== REQUIRED ACTION ==
Go through the entries below and count the lines holding the word "each". Reply with only the number, please.
───
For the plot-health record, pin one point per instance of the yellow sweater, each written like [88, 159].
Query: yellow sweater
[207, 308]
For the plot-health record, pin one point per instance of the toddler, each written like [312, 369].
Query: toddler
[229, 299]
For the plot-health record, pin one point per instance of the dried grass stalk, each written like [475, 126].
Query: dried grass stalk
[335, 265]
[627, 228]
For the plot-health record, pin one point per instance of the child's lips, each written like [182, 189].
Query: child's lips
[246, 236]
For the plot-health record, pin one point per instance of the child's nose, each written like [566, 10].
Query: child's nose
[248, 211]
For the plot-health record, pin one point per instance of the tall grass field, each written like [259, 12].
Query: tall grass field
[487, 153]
───
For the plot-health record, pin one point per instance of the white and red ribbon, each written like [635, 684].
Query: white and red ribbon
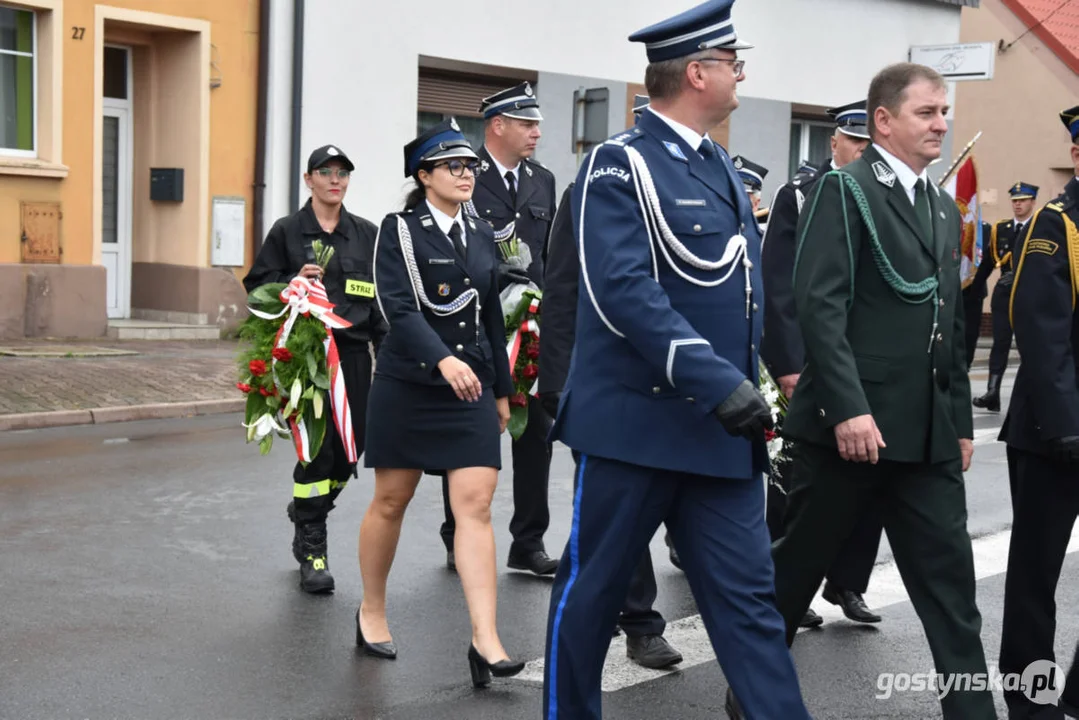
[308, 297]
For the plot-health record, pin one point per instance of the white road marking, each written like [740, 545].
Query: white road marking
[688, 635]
───
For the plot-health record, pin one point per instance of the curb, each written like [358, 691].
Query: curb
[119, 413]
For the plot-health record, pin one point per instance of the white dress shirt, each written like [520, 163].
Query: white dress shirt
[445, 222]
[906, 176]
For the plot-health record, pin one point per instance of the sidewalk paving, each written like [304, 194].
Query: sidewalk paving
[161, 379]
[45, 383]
───
== SOLUTION TO THIS TASK ==
11